Document passage
________________________________________

The World's Smallest Cup of Water: Team Shows Location of Water Relative to Prototypical Protein
(PhysOrg.com) -- By combining theoretical and experimental expertise in the United States, Japan, and France, a team of scientists determined that a water molecule (guest) is cradled inside a functional molecule (host), turning it into the world's smallest cup of water.
The location of a guest makes a difference in the host's behavior and function. The study also cautioned about some commonly used low-scaling methods that are widely used to model those systems in aqueous environments.
This research was performed by scientists from Hiroshima University, the Universite Paris-Sud 11, and Pacific Northwest National Laboratory. This work was featured in the Benoît Soep Festschrift special issue of the Journal of Physical Chemistry A.
Scientists in biology and other fields need to know the relative strength of the interaction of water with different functional groups that are part of a biomolecule. This study provided information about why water chooses different locations to bind to the host, based on two competitive interactions: one interaction is hydrogen bonding outside the host and the other the water p-interaction with the aromatic rings inside the host. These interactions are prototypical in the study of how biological molecules, such as proteins, function in aqueous solutions. This research is important in modeling the interaction of water with biological systems, such as proteins, and ensuring that the theoretical models can accurately predict the relative strength of those two competitive interactions.
To begin, the researchers selected calixarene, a functional molecule that often stands in for proteins. It was chosen because researchers can easily study different bonding scenarios and their influence on the molecule's function and selectivity in aqueous environments. Of particular interest was the competition between the above two types of interactions.

________________________________________

Data excerpts
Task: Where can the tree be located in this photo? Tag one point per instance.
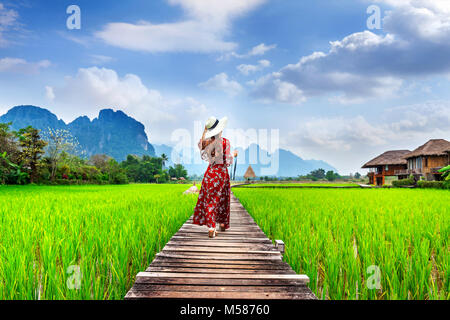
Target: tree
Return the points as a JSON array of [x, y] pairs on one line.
[[318, 174], [330, 176], [32, 148], [59, 141], [100, 161], [178, 171], [164, 158], [117, 175]]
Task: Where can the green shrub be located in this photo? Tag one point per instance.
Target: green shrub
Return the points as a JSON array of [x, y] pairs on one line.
[[431, 184]]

________________________________________

Study questions
a - Decide whether each statement agrees with the water-cup article. Answer yes or no for each and quote the words of the article that settle it.
(i) The research was carried out by scientists from Hiroshima University, the Universite Paris-Sud 11, and Pacific Northwest National Laboratory.
(ii) The work appeared in a special issue of the Journal of Physical Chemistry B.
(iii) Calixarene was selected because it seldom stands in for proteins.
b - According to the water-cup article, what are the two competitive interactions that determine where water binds to the host?
c - Continue the water-cup article from its last sentence.

Answer section
a -
(i) Yes: "This research was performed by scientists from Hiroshima University, the Universite Paris-Sud 11, and Pacific Northwest National Laboratory."
(ii) No: "This work was featured in the Benoît Soep Festschrift special issue of the Journal of Physical Chemistry A."
(iii) No: "calixarene, a functional molecule that often stands in for proteins"

b - Hydrogen bonding outside the host, and the water p-interaction with the aromatic rings inside the host.

c -
The researchers in Japan formed the calixarene-water complexes. They investigated their structure using experimental techniques such as mass-selected resonant two-photon ionization spectroscopy, infrared-ultraviolet double resonance spectroscopy, and infrared photodissociation spectroscopy. The researchers from Paris did the preliminary theoretical calculations, specifically density functional theory calculations. The U.S. scientists did additional, more complex electronic structure calculations. These calculations were done at the Department of Energy's EMSL.
The experimental and theoretical calculations both converged to the conclusion that water rests inside the calixarene. This research provides two major benefits to the scientific community. First, using the model calixarene host, it allows for the quantitative description of guest/host interactions in functional materials. Second, it provides an important benchmark about the accuracy of electronic structure methods that are typically used to model the function of biological systems in aqueous environments. It was, for instance, found that some of the most commonly used density functional theory approaches rendered an incorrect picture about the strength of the relative interactions when compared to more accurate electronic structure methods.